- [Passage to read]
When I was in middle school math class, my teacher happened to be my best friend’s dad and was a great mentor to me. He taught us one day the importance of setting specific goals with specific time frames, writing them down and working toward them. That concept really clicked with me, and I have been doing it ever since. Now, the point at which my job (occupational therapist) and my husband’s job (healthcare reimbursement) meet is in the process of setting specific, measurable goals for my patients that must be met in a specific amount of time in order to be reimbursed for the services provided. On Jian’s first day of intensive therapy 3 weeks ago, we set specific goals for her and a pre-test was done. Today, a post-test was done to evaluate the effectiveness of the treatment in reaching those goals. Here were some of the results:
- Jian is now agreeable to wearing inserts in both shoes which provide support and protect her joints.
- She can walk all over the place wearing a weighted backpack.
- She can carry a bulky item in one hand while walking across the room with a cane.
- She stands and uses a handrail to walk up and down stairs beautifully.
- She has much more confidence walking in front of others.
- She has begun the process of being able to get out of the car and walk into an appointment without someone walking in with her.
- She has the physical ability to walk community distances (mall, grocery store) now.
- The distance she walked today in 6 minutes vs. 3 weeks ago increased by almost 50%!
- The speed she walked today for short distances increased by30% vs. 3 weeks ago!

(Stored data entries)
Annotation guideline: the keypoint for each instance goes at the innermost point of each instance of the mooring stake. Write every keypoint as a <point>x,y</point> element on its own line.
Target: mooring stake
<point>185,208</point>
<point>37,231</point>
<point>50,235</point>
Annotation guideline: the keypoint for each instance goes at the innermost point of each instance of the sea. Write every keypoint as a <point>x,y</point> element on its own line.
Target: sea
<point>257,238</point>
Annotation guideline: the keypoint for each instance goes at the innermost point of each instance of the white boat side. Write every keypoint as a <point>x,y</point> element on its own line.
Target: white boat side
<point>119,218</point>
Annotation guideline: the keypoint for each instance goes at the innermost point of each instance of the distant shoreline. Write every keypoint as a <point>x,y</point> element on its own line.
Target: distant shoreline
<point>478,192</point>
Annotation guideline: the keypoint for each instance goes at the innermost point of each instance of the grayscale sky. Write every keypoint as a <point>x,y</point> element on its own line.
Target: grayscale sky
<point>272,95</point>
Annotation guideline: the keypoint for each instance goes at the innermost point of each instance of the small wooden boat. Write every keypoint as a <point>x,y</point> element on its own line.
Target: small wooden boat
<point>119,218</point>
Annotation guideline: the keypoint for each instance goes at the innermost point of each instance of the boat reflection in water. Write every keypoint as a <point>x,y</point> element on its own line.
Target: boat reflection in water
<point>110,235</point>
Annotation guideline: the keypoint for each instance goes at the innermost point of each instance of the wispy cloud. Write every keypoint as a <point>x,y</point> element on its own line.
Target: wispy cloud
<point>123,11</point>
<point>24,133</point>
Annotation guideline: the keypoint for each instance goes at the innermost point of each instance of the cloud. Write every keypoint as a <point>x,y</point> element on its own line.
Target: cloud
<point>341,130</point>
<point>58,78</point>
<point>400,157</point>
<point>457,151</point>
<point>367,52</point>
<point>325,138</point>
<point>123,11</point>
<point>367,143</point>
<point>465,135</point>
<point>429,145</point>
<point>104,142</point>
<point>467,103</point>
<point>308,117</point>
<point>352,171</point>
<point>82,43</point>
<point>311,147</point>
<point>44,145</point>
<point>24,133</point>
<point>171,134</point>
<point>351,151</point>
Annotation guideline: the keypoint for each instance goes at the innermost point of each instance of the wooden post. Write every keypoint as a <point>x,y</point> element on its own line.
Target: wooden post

- [Work item] Carry the post about Jian's therapy results forward from its last sentence. These lines have nothing to do with the post about Jian's therapy.

- [Final answer]
When he was finished reviewing everything with me, her therapist’s response was, “We typically just do not see THIS level of progress.”
I couldn’t be more pleased, and she is so proud of herself. We have ordered her a set of cool blue crutches that we are going to encourage her to use for now so that she can be fast and independent with walking anywhere she wants. This is going to be a process and take time. She is still not ok with bringing the crutches home or using them in public. If you see her with them and if you are close to her and typically joke around with her, it may be good to emphasize how great she is walking and that she can walk all by herself without holding someone’s hand and maybe even joke and ask if you can try out the crutches. Just follow her lead.
The day that I can drive through carpool, have her grab her crutches, put on her backpack and walk into the school confidently and independently will be another day of celebration. The time table I am putting on this goal is within the upcoming school year!